§ GIVEN EXERCISE
Copy every one of the records below word for word, line by line, with nothing changed.

━━ MATERIAL PROVIDED

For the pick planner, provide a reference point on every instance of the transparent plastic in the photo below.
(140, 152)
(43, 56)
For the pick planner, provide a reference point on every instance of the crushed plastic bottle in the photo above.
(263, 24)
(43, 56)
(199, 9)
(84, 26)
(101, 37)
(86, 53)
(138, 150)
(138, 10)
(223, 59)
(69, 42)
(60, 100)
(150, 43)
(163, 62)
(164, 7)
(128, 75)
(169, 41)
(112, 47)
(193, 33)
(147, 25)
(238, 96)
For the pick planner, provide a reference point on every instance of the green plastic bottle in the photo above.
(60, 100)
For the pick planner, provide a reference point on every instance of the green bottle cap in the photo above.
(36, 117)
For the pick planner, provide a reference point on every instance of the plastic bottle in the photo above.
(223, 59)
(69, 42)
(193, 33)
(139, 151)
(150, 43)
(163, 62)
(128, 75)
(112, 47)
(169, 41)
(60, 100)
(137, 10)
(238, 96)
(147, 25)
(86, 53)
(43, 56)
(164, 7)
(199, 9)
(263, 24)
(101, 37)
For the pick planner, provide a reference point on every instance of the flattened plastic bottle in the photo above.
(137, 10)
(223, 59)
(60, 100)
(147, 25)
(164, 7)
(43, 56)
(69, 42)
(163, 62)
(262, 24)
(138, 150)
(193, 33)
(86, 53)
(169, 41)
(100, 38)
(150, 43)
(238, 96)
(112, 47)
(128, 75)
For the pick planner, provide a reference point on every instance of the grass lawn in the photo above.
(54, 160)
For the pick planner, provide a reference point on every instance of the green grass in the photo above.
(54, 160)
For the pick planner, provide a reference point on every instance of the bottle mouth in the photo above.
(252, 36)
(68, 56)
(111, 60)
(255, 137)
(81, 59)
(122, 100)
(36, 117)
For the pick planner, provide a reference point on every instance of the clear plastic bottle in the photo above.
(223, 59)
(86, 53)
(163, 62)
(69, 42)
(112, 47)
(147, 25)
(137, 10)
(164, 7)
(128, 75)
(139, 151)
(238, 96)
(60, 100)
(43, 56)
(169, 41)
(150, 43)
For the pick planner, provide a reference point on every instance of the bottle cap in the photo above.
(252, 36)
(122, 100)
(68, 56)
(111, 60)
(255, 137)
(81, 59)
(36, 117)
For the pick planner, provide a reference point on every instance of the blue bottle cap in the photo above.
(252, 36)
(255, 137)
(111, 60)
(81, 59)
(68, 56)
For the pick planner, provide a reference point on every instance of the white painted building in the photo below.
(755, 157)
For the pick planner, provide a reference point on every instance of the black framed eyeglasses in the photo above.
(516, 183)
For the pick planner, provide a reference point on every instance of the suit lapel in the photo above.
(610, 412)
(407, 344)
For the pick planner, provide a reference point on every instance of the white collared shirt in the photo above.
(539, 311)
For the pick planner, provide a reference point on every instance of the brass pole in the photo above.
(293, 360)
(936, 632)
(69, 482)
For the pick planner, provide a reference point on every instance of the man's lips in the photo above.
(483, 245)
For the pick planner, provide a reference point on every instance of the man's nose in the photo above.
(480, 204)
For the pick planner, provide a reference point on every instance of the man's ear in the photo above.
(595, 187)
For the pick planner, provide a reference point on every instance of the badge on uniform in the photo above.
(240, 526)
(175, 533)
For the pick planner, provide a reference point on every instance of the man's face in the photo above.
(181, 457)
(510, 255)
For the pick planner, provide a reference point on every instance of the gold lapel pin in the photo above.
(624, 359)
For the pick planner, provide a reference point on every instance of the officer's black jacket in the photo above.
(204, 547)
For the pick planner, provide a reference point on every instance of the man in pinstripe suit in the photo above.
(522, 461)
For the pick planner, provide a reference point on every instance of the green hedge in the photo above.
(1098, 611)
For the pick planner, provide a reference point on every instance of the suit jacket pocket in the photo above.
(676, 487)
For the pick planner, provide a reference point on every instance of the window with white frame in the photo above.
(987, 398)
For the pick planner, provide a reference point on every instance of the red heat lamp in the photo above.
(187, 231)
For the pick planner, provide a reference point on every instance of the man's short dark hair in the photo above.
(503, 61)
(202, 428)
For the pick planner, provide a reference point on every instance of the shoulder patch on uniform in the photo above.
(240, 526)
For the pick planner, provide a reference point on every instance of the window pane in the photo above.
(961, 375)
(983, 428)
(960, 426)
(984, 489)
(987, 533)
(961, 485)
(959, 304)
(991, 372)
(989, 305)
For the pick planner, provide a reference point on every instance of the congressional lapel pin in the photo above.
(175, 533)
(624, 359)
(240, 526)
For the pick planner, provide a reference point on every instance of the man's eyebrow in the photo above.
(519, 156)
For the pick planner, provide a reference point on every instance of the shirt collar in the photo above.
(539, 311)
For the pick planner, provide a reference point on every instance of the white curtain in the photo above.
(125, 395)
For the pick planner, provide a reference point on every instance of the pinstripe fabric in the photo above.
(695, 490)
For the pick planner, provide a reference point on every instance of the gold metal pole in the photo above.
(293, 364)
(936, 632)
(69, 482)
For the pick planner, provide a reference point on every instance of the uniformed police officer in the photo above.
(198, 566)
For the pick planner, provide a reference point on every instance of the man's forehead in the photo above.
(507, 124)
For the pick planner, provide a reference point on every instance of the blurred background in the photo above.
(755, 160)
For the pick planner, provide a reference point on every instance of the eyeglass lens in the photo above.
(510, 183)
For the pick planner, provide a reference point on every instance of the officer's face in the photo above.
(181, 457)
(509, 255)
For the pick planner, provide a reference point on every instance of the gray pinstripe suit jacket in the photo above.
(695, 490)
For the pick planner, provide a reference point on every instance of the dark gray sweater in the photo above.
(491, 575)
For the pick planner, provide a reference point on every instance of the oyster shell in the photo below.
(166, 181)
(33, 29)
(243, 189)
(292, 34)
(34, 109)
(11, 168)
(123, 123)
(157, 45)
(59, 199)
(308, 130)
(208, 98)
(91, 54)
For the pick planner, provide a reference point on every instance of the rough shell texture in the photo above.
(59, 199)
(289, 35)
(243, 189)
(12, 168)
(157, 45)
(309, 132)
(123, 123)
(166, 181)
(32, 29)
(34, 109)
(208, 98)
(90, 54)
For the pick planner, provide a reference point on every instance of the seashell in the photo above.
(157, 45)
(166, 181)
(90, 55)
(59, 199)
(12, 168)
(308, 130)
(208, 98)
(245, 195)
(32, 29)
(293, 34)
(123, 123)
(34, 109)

━━━━

§ ANSWER FOR THIS EXERCISE
For the pick planner, provide a reference point on every instance of the transparent plastic in the photo below.
(140, 152)
(43, 56)
For the pick planner, provide a reference point on every instance of the crushed plastic bottle in the photo above.
(263, 24)
(43, 56)
(199, 9)
(84, 26)
(101, 37)
(86, 53)
(138, 150)
(138, 10)
(223, 59)
(69, 42)
(60, 100)
(150, 43)
(163, 62)
(164, 7)
(128, 75)
(169, 41)
(112, 47)
(193, 33)
(147, 25)
(238, 96)
For the pick planner, provide a reference point on every instance of the green plastic bottle in the photo above.
(60, 100)
For the pick planner, provide a reference point on every instance of the green bottle cap in the photo above.
(36, 117)
For the pick planner, provide a reference point on every instance of the plastic bottle in the photo above.
(223, 59)
(69, 42)
(193, 33)
(139, 151)
(150, 43)
(163, 62)
(128, 75)
(112, 47)
(169, 41)
(60, 100)
(137, 10)
(238, 96)
(147, 25)
(86, 53)
(43, 56)
(164, 7)
(199, 9)
(263, 24)
(101, 37)
For the pick planner, provide a reference point on every instance of the flattened plastic bottle in the photo above.
(137, 10)
(223, 59)
(60, 100)
(147, 25)
(164, 7)
(43, 56)
(69, 42)
(163, 62)
(262, 24)
(138, 150)
(193, 33)
(86, 53)
(169, 41)
(100, 38)
(150, 43)
(238, 96)
(112, 47)
(128, 75)
For the pick planner, provide a reference point on every instance of the grass lawn in the photo above.
(54, 160)
For the pick planner, provide a reference point on every instance of the green grass in the photo above.
(54, 160)
For the pick planner, provide a reference point on every instance of the bottle mouth in the photo above.
(252, 36)
(68, 56)
(111, 60)
(255, 137)
(81, 59)
(122, 100)
(36, 117)
For the pick planner, provide a reference point on every instance of the clear plastic bottle in the photo above.
(223, 59)
(86, 53)
(163, 62)
(69, 42)
(112, 47)
(147, 25)
(137, 10)
(164, 7)
(128, 75)
(139, 151)
(238, 96)
(60, 100)
(43, 56)
(169, 41)
(150, 43)
For the pick planner, provide a reference point on every instance of the bottle cap in the photo above.
(252, 36)
(122, 100)
(68, 56)
(111, 60)
(255, 137)
(81, 59)
(36, 117)
For the pick planner, provide a reference point on every instance of the blue bottle cap in the photo above.
(252, 36)
(255, 137)
(111, 60)
(81, 59)
(68, 56)
For the pick planner, provide a reference point on every instance of the white painted building in the photo below.
(755, 157)
For the pick planner, provide a reference point on every instance of the black framed eyeglasses in the photo above.
(516, 183)
For the pick planner, provide a reference point on every instance of the suit lapel in the photo above.
(610, 412)
(407, 344)
For the pick planner, provide a reference point on every instance of the white collared shirt in the photo above.
(539, 311)
For the pick planner, provide a reference point on every instance of the brass pole in the photo above.
(293, 360)
(936, 632)
(69, 482)
For the pick planner, provide a reference point on every instance of the man's lips in the photo above.
(483, 245)
For the pick planner, provide a reference point on every instance of the man's nose in the photo above.
(480, 204)
For the pick planner, provide a reference point on every instance of the man's ear in the photo above.
(595, 187)
For the pick planner, provide a reference point on every instance of the badge on uniform in the photo above.
(240, 526)
(175, 533)
For the pick planner, provide a reference point on every instance of the man's face in the photo above.
(181, 457)
(510, 255)
For the pick planner, provide a reference point on every instance of the gold lapel pin in the photo above.
(624, 359)
For the pick planner, provide a reference point on every instance of the officer's black jacket in the photo above.
(204, 547)
For the pick planner, provide a reference point on every instance of the man in pinstripe suit in the photo above.
(522, 461)
For the pick planner, provide a reference point on every instance of the green hedge in the photo above.
(1098, 611)
For the pick planner, provide a reference point on every instance of the suit jacket pocket in the photo above.
(676, 487)
For the pick planner, provide a reference point on every instance of the window with white frame in the photo above.
(987, 398)
For the pick planner, provide a reference point on every instance of the red heat lamp in the photo above.
(187, 231)
For the pick planner, provide a reference point on every instance of the man's short dark hair in the photo above.
(503, 61)
(202, 428)
For the pick planner, provide a reference point on every instance of the shoulder patch on uniform in the photo above.
(240, 526)
For the pick planner, provide a reference point on every instance of the window pane in the photo above.
(961, 375)
(983, 428)
(960, 426)
(984, 489)
(987, 533)
(961, 485)
(959, 304)
(991, 372)
(989, 305)
For the pick planner, provide a reference point on every instance of the congressional lapel pin in the photo above.
(175, 533)
(624, 359)
(240, 526)
For the pick planner, provide a reference point on every instance of the man's eyebrow in the photo above.
(519, 156)
For the pick planner, provide a reference point on every instance of the shirt collar in the photo above.
(539, 311)
For the pick planner, provide a reference point on every instance of the white curtain in the photo above.
(125, 395)
For the pick planner, provide a reference point on every instance of the pinstripe fabric in the photo above.
(695, 490)
For the pick planner, provide a reference point on every instance of the gold metal pole in the photo above.
(293, 364)
(936, 632)
(69, 482)
For the pick planner, provide a reference point on every instance of the uniformed police officer in the photo above.
(198, 566)
For the pick planner, provide a reference point on every instance of the man's forehead in the photo above.
(507, 124)
For the pick planner, provide a reference point on every instance of the blurred background in the photo above.
(755, 160)
For the pick planner, provide a reference point on every instance of the eyeglass lens in the photo above.
(510, 183)
For the pick planner, provide a reference point on every instance of the officer's face in the photo above.
(181, 457)
(509, 255)
For the pick planner, provide a reference point on every instance of the gray pinstripe suit jacket in the photo above.
(695, 490)
For the pick planner, provide a reference point on every instance of the dark gray sweater in the photo above.
(491, 575)
For the pick planner, provide a reference point on every instance of the oyster shell in the photo below.
(166, 181)
(33, 29)
(243, 189)
(292, 34)
(34, 109)
(11, 168)
(123, 123)
(157, 45)
(59, 199)
(308, 130)
(208, 98)
(91, 54)
For the pick planner, provide a reference point on every instance of the rough shell texture in the photo above.
(59, 199)
(289, 35)
(243, 189)
(12, 168)
(157, 45)
(309, 132)
(123, 123)
(166, 181)
(32, 29)
(34, 109)
(208, 98)
(90, 54)
For the pick planner, provide a reference point on every instance of the seashell in the photo above.
(157, 45)
(166, 181)
(90, 55)
(59, 199)
(12, 168)
(308, 130)
(208, 98)
(245, 195)
(32, 29)
(293, 34)
(123, 123)
(34, 109)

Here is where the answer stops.